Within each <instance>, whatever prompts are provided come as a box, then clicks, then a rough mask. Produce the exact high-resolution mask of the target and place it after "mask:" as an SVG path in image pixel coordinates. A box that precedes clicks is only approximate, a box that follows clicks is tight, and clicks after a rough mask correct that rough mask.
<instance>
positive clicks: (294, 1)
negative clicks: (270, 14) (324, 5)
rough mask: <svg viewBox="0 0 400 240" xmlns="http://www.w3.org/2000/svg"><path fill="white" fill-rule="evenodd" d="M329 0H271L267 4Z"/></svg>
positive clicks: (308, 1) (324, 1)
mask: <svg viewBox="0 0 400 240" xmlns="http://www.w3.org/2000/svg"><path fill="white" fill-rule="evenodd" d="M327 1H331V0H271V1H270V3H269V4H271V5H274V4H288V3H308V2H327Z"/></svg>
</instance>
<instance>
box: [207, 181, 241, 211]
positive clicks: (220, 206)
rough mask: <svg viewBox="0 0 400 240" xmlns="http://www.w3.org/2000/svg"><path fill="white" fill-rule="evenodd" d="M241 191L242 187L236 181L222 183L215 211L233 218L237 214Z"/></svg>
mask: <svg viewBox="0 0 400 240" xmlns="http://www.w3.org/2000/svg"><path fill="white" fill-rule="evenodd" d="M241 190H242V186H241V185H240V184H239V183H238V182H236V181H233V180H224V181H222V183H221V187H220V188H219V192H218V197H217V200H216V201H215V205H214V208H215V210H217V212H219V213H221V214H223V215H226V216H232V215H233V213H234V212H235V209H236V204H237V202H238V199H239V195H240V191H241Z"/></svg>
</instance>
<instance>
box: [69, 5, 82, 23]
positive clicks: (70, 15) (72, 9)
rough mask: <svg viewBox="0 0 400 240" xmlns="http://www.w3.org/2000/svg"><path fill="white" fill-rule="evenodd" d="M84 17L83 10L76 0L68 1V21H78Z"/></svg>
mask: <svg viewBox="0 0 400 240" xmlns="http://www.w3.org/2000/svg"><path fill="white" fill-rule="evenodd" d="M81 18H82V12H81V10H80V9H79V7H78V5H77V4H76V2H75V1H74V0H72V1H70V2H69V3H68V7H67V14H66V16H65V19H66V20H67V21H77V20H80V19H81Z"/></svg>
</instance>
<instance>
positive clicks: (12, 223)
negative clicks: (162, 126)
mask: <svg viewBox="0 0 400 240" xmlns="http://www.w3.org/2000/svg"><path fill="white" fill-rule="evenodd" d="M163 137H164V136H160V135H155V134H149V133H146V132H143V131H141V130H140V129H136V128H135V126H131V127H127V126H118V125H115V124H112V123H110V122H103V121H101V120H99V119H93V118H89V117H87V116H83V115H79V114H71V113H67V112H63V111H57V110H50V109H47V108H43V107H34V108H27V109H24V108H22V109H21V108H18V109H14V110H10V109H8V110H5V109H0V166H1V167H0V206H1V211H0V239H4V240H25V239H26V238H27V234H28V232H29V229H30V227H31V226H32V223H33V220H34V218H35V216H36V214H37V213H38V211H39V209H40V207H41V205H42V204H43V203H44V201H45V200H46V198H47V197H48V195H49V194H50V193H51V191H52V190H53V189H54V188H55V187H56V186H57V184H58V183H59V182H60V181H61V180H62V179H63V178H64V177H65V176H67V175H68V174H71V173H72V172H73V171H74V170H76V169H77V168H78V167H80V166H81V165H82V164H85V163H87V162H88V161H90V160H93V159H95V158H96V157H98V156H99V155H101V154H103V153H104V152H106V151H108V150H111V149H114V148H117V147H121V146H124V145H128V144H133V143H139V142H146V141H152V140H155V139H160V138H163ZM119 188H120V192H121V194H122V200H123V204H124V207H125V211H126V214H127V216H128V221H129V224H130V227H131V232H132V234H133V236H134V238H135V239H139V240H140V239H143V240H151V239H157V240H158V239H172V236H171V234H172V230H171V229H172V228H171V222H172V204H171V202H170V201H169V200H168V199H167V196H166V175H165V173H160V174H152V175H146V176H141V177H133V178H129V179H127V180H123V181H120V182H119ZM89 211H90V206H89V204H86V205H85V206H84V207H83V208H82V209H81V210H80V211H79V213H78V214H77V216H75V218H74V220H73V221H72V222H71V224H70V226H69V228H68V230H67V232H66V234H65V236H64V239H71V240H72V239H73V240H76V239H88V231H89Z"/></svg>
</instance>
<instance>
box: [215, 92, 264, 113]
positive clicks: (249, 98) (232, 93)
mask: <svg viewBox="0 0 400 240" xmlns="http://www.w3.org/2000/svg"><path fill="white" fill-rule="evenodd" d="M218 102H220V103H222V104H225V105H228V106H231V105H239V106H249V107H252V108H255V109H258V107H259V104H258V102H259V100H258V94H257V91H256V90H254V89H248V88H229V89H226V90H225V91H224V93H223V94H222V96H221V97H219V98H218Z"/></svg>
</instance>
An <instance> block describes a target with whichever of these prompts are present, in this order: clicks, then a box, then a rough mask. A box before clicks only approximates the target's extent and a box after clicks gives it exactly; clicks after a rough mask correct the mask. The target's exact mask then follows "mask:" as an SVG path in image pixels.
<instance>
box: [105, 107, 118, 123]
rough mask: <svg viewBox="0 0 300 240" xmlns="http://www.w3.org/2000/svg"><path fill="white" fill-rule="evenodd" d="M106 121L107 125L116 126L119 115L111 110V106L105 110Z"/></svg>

Work to be completed.
Can you reproduce all of the lines above, from first to last, without changing a single character?

Written answer.
Within each <instance>, whatever prompts are provided come as a box, then clicks, then a rough mask. Produce the exact high-resolution mask of the target and place it after "mask:" as an SVG path in image pixel coordinates. A box that precedes clicks is only approximate, a box that follows clicks is tight, and clicks after a rough mask correct that rough mask.
<instance>
positive clicks: (294, 1)
negative clicks: (270, 14) (324, 5)
rough mask: <svg viewBox="0 0 400 240" xmlns="http://www.w3.org/2000/svg"><path fill="white" fill-rule="evenodd" d="M329 0H271L267 4Z"/></svg>
positive clicks: (308, 1) (324, 1)
mask: <svg viewBox="0 0 400 240" xmlns="http://www.w3.org/2000/svg"><path fill="white" fill-rule="evenodd" d="M327 1H331V0H271V1H270V3H269V4H271V5H274V4H288V3H308V2H327Z"/></svg>
</instance>
<instance>
box: [207, 181, 241, 211]
positive clicks: (220, 206)
rough mask: <svg viewBox="0 0 400 240" xmlns="http://www.w3.org/2000/svg"><path fill="white" fill-rule="evenodd" d="M241 191L242 187L236 181L222 183L215 211L233 218L237 214Z"/></svg>
mask: <svg viewBox="0 0 400 240" xmlns="http://www.w3.org/2000/svg"><path fill="white" fill-rule="evenodd" d="M241 190H242V186H241V185H240V184H239V183H238V182H236V181H233V180H224V181H222V183H221V187H220V188H219V192H218V197H217V200H216V201H215V205H214V208H215V210H217V212H219V213H221V214H223V215H226V216H232V215H233V213H234V212H235V209H236V204H237V202H238V199H239V195H240V191H241Z"/></svg>
</instance>
<instance>
box: [69, 5, 82, 23]
positive clicks: (70, 15) (72, 9)
rough mask: <svg viewBox="0 0 400 240" xmlns="http://www.w3.org/2000/svg"><path fill="white" fill-rule="evenodd" d="M84 17L83 10L76 0L68 1V21H78Z"/></svg>
mask: <svg viewBox="0 0 400 240" xmlns="http://www.w3.org/2000/svg"><path fill="white" fill-rule="evenodd" d="M81 18H82V12H81V10H80V9H79V7H78V5H77V4H76V2H75V1H74V0H72V1H70V2H69V3H68V7H67V14H66V16H65V19H66V20H67V21H77V20H80V19H81Z"/></svg>
</instance>
<instance>
positive clicks: (12, 223)
negative clicks: (162, 126)
mask: <svg viewBox="0 0 400 240" xmlns="http://www.w3.org/2000/svg"><path fill="white" fill-rule="evenodd" d="M163 137H164V136H160V135H155V134H149V133H146V132H143V131H141V130H140V129H136V128H135V126H131V127H127V126H118V125H115V124H112V123H110V122H103V121H101V120H99V119H93V118H89V117H87V116H83V115H79V114H71V113H67V112H63V111H57V110H50V109H47V108H43V107H34V108H27V109H24V108H22V109H21V108H18V109H14V110H10V109H8V110H5V109H0V166H1V167H0V206H1V211H0V239H4V240H25V239H26V238H27V234H28V232H29V229H30V227H31V226H32V223H33V220H34V218H35V216H36V214H37V213H38V211H39V209H40V207H41V205H42V204H43V203H44V201H45V200H46V198H47V197H48V195H49V194H50V193H51V191H52V190H53V189H54V188H55V187H56V186H57V184H58V183H59V182H60V181H61V180H62V179H63V178H64V177H65V176H67V175H68V174H71V173H72V172H73V171H74V170H76V169H77V168H78V167H80V166H81V165H82V164H85V163H87V162H88V161H90V160H93V159H95V158H96V157H98V156H99V155H101V154H103V153H104V152H106V151H108V150H111V149H114V148H117V147H121V146H124V145H128V144H133V143H139V142H146V141H152V140H155V139H160V138H163ZM119 188H120V192H121V194H122V200H123V204H124V207H125V211H126V214H127V216H128V221H129V224H130V227H131V232H132V234H133V236H134V238H135V239H139V240H140V239H143V240H151V239H157V240H158V239H172V236H171V234H172V230H171V229H172V228H171V222H172V204H171V202H170V201H169V200H168V199H167V196H166V175H165V173H160V174H152V175H146V176H141V177H133V178H129V179H127V180H123V181H120V182H119ZM89 211H90V206H89V204H86V205H85V206H84V207H83V208H82V209H81V210H80V211H79V213H78V214H77V216H75V218H74V220H73V221H72V222H71V224H70V226H69V228H68V230H67V232H66V234H65V236H64V239H71V240H72V239H73V240H76V239H88V231H89Z"/></svg>
</instance>
<instance>
box: [215, 92, 264, 113]
positive clicks: (249, 98) (232, 93)
mask: <svg viewBox="0 0 400 240" xmlns="http://www.w3.org/2000/svg"><path fill="white" fill-rule="evenodd" d="M218 102H220V103H222V104H225V105H228V106H231V105H239V106H249V107H252V108H255V109H258V107H259V104H258V102H259V100H258V94H257V91H256V90H254V89H248V88H229V89H226V90H225V91H224V93H223V94H222V96H221V97H219V98H218Z"/></svg>
</instance>
An <instance> block describes a target with whichever of these prompts are present, in this order: clicks, then a box, then a rough mask. A box before clicks only approximates the target's extent and a box after clicks gives it exactly; clicks after a rough mask correct the mask. The target's exact mask then follows "mask:" as an SVG path in image pixels.
<instance>
box: [105, 107, 118, 123]
rough mask: <svg viewBox="0 0 300 240" xmlns="http://www.w3.org/2000/svg"><path fill="white" fill-rule="evenodd" d="M106 121L107 125L116 126L119 115L111 110V106L105 110Z"/></svg>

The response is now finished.